Start of EXTRACT

Analysts saw the decision as a commitment among member countries to continue stocking up inventories, which hikes supply and lowers prices amid a still limping global economy.

On the New York Mercantile Exchange, light, sweet crude futures for delivery in January traded at USD94.91 a barrel in early in the session, down 0.04%.

The commodity hit a session high of USD95.14 and a low of 94.75 so far on Thursday.

On top of the OPEC announcement, the U.S. government said crude oil inventories fell by 1.9 million barrels in the week ended December 9, slightly lower than a forecast for 2 million barrels, while total gasoline inventories rose by 3.8 million barrels, above expectations for an increase of 1 million barrels, which further eased price pressures.

The U.S. Federal Reserve earlier this week left open the possibility that fresh monetary easing could be possible next year, which would flood markets with dollars and send oil prices climbing if it happened.

Still, market watchers pointed out, no decision now leaves little room for market moves today.

"There's a softer tone because of disappointment that the Fed didn't do anything, but they were never going to,'' said Michael Hewson, an analyst at CMC Markets, according to Reuters.

"The Fed are keeping their powder dry in case things in Europe get worse, because they will.''

Meanwhile the dollar, which often trades inversely from oil, was down slightly.

The dollar index, which tracks the performance of the greenback versus a basket of six other major currencies, was off 0.04% at 81.22 on Thursday.

Elsewhere, on the ICE Futures Exchange, Brent oil futures for February delivery were up 0.34%, trading at USD104.33 a barrel, up USD9.42 from its U.S. counterpart.

The gap in price between the two contracts hovers comfortably between a nearly USD20.00 all-time high and a historical spread of USD1.00.

End of EXTRACT
Start of RECORDS SHOWN

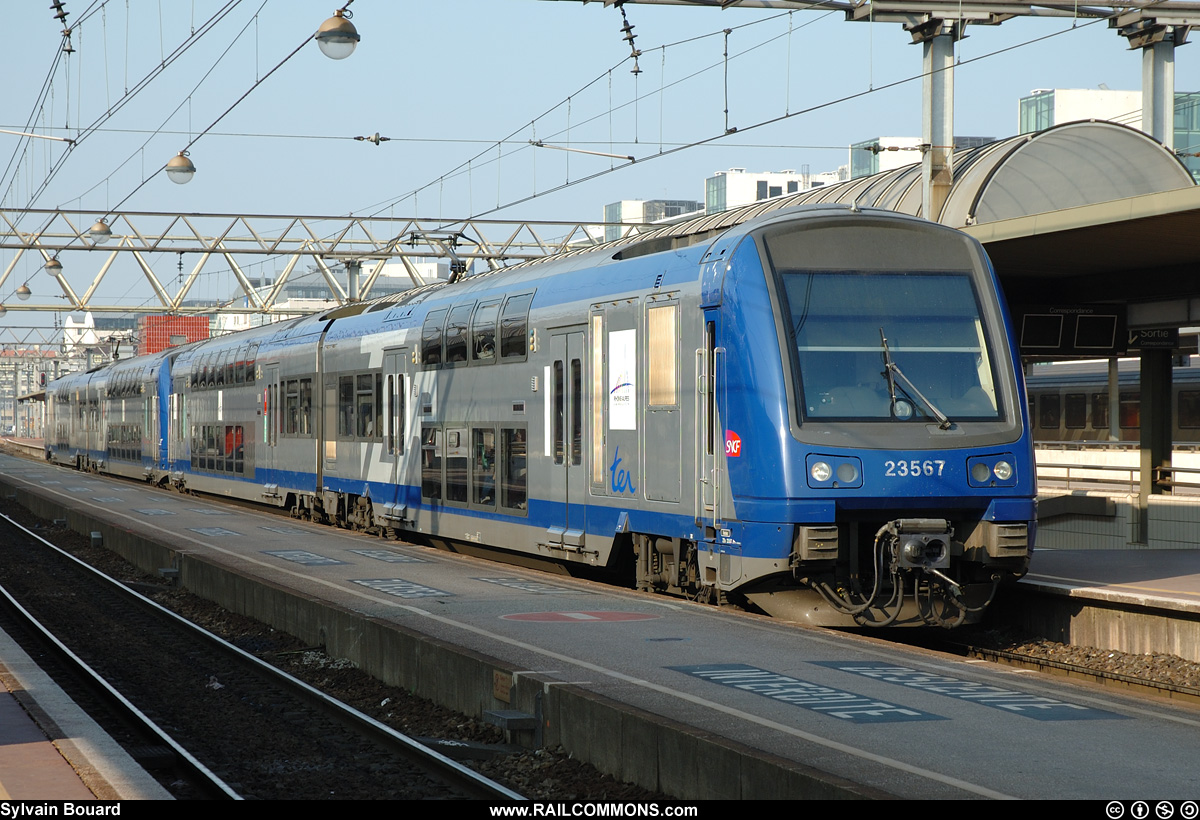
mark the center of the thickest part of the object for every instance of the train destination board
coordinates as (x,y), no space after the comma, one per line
(1009,700)
(400,587)
(304,557)
(814,696)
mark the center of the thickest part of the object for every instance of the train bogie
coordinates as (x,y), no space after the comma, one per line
(820,400)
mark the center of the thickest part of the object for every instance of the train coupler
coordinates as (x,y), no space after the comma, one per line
(918,543)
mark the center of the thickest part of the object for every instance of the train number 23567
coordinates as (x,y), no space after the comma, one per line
(906,468)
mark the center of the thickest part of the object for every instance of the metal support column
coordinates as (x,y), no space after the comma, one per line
(1157,37)
(1158,90)
(936,113)
(1156,431)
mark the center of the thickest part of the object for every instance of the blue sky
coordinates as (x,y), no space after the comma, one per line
(448,79)
(461,87)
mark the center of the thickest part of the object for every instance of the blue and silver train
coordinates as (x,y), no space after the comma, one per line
(819,411)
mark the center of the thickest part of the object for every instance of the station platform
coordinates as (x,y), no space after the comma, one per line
(1164,579)
(51,750)
(1135,600)
(693,700)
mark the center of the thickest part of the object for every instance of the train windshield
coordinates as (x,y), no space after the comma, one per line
(891,345)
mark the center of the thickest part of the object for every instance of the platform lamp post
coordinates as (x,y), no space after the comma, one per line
(336,37)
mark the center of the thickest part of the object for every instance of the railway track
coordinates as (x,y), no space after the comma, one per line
(249,729)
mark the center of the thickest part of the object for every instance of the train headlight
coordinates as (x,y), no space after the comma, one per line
(834,472)
(821,472)
(991,471)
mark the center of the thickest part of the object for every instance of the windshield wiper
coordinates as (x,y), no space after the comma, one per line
(892,371)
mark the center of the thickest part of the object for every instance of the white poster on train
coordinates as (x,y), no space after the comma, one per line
(623,379)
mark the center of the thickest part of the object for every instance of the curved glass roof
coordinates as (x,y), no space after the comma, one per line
(1067,166)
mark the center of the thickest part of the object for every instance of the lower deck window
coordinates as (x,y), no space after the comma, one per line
(219,448)
(514,476)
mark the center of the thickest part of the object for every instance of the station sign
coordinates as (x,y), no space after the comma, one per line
(1155,339)
(1092,331)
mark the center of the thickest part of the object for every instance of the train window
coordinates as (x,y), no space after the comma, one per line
(935,335)
(1075,411)
(457,462)
(456,333)
(292,407)
(514,327)
(1099,411)
(1049,413)
(559,400)
(396,414)
(1131,411)
(661,355)
(367,406)
(431,462)
(346,406)
(576,412)
(431,339)
(513,468)
(483,333)
(483,466)
(1189,408)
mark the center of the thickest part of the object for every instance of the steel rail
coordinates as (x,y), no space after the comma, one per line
(472,783)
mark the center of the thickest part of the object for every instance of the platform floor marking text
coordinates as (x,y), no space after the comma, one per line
(814,696)
(1009,700)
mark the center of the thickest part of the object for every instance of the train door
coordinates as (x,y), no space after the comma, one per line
(663,455)
(712,442)
(271,399)
(568,480)
(399,407)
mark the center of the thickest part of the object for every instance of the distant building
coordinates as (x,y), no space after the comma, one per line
(645,210)
(874,156)
(736,187)
(1049,107)
(160,331)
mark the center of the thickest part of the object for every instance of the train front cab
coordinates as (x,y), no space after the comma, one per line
(880,431)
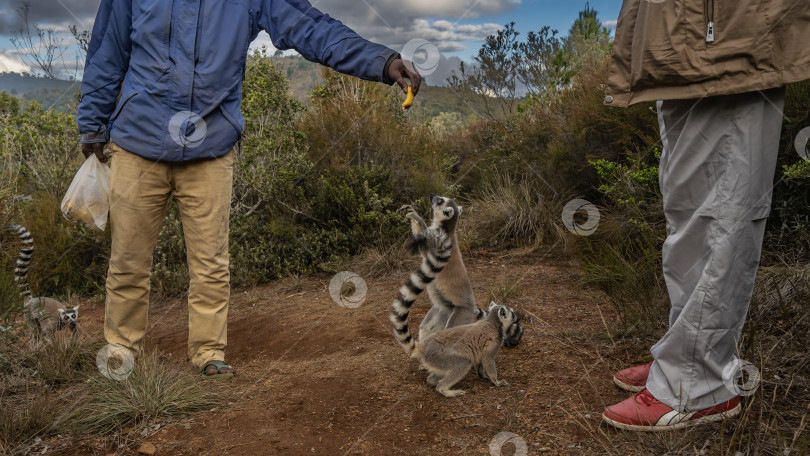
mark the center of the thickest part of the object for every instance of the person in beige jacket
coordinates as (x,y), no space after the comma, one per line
(717,70)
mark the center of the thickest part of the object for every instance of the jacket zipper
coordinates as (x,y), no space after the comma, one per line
(708,12)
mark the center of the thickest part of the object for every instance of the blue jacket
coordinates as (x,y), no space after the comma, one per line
(182,63)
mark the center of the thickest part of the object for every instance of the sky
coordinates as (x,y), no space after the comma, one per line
(436,33)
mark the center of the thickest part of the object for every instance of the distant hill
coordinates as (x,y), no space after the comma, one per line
(302,74)
(51,93)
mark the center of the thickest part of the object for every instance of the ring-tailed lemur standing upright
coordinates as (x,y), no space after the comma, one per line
(43,315)
(450,290)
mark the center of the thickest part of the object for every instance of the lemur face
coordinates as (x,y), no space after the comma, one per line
(70,317)
(444,208)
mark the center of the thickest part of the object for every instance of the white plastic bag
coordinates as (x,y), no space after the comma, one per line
(88,197)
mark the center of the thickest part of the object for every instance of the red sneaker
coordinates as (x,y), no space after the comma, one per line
(633,379)
(643,412)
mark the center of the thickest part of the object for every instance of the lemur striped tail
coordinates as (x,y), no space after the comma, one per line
(23,260)
(435,255)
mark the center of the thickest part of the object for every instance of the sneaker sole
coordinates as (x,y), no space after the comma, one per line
(683,424)
(626,386)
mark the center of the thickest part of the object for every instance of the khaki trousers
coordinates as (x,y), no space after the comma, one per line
(139,192)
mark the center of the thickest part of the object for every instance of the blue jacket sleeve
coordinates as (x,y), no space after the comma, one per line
(105,67)
(296,24)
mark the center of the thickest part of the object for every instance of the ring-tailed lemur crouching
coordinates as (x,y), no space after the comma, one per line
(449,288)
(449,354)
(44,316)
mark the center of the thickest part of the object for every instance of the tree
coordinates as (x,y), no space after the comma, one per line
(40,48)
(588,24)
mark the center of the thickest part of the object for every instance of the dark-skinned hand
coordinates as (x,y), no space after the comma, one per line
(94,148)
(400,69)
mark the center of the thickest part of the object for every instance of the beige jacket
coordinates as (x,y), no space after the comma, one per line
(682,49)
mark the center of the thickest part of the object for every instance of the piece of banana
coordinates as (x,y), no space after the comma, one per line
(408,99)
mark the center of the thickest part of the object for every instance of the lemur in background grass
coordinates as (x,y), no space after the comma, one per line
(44,316)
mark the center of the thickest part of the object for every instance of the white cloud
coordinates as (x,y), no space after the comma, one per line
(444,23)
(10,62)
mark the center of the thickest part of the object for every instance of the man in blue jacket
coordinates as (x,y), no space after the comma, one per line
(178,67)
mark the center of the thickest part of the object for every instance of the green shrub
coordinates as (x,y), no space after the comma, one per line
(69,258)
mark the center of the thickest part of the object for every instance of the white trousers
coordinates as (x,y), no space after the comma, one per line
(716,175)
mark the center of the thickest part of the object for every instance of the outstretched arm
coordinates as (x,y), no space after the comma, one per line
(105,67)
(418,225)
(296,24)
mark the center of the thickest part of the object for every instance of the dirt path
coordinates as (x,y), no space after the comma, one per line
(316,378)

End of RECORDS SHOWN

| STATED PROBLEM 1 |
From the oil market report, write out the passage starting with "The commodity hit" and going on through "eased price pressures.".
| STATED PROBLEM 2 |
In the oil market report, by how much did total U.S. gasoline inventories rise in the week ended December 9?

| REPLY 1 |
The commodity hit a session high of USD95.14 and a low of 94.75 so far on Thursday.

On top of the OPEC announcement, the U.S. government said crude oil inventories fell by 1.9 million barrels in the week ended December 9, slightly lower than a forecast for 2 million barrels, while total gasoline inventories rose by 3.8 million barrels, above expectations for an increase of 1 million barrels, which further eased price pressures.

| REPLY 2 |
3.8 million barrels.